El cuadro, pensaba Magritte, no es una reproducción del mundo. Sí una cosa añadida al mundo. Y ese tenue matiz trueca al pintor en un despiadado poeta, en un descifrador de palabras; esto es, en un maquinador de sortilegios. «Con frecuencia, el nombre de un objeto desplaza a su imagen», anota en 1929, como clave del exceso de lucidez que es la pintura. No, no es la imagen la que miente. Mentimos nosotros, al darle nombre. Y al forzarla a ajustarse a lo que el nombre impone. A eso llamará el pintor «la traición de la imagen». Es decir, la nuestra.

→ Conjunto de tareas
- a) Reescribe el texto sobre Magritte desde "El cuadro, pensaba" hasta "decir, la nuestra.", y cambia "Magritte" por "el artista".
- b) Escribe la parte que sigue del texto sobre Magritte a partir de su última oración.

→ Listado proporcionado
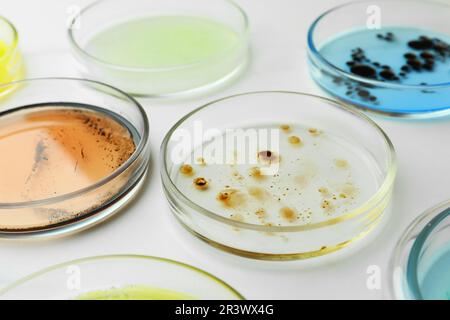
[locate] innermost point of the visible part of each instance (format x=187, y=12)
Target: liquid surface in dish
x=397, y=55
x=51, y=150
x=139, y=292
x=435, y=284
x=318, y=176
x=162, y=41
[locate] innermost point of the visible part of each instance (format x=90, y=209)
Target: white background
x=278, y=33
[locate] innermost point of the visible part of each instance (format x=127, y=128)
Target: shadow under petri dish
x=51, y=150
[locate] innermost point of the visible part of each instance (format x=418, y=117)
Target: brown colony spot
x=327, y=206
x=201, y=161
x=255, y=173
x=258, y=193
x=268, y=156
x=231, y=198
x=187, y=169
x=341, y=163
x=201, y=183
x=261, y=213
x=324, y=191
x=314, y=132
x=288, y=214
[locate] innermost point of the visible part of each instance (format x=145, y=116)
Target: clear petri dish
x=120, y=277
x=161, y=48
x=73, y=153
x=11, y=64
x=419, y=268
x=389, y=57
x=277, y=175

→ Respuestas
- a)
El cuadro, pensaba el artista, no es una reproducción del mundo. Sí una cosa añadida al mundo. Y ese tenue matiz trueca al pintor en un despiadado poeta, en un descifrador de palabras; esto es, en un maquinador de sortilegios. «Con frecuencia, el nombre de un objeto desplaza a su imagen», anota en 1929, como clave del exceso de lucidez que es la pintura. No, no es la imagen la que miente. Mentimos nosotros, al darle nombre. Y al forzarla a ajustarse a lo que el nombre impone. A eso llamará el pintor «la traición de la imagen». Es decir, la nuestra.

- b)
Despotismo es la potestad de imponer imágenes reguladas que privan del mundo. No es tan raro: lo vemos cada día en los televisores

La estructura en cámara oscura, acotada por la luz más tenue, es un hallazgo primoroso del museo: Magritte nos aparece, en su trayecto, con toda la gravedad de lo irreal que resquebraja las tan simples convicciones con que buscamos sosegar el desconcierto de saber que no sabemos nada de este mundo, de eso a lo que llamamos mundo. Y aún menos, de nosotros. Cada una a su manera, imágenes y palabras mienten. Porque mentimos nosotros al maquinarlas. Y no hay más verdad humana que hacer explícita siempre esa mentira, que inventa el mundo a la imagen del deseo. Conforme a la más vieja fábula griega. Uno se enfrenta a otro. Y dice sólo: miento. Lo cual, de ser verdad, se trueca en falso. Y a la inversa. Los griegos llamaban a eso una aporía. Magritte lo llama un cuadro.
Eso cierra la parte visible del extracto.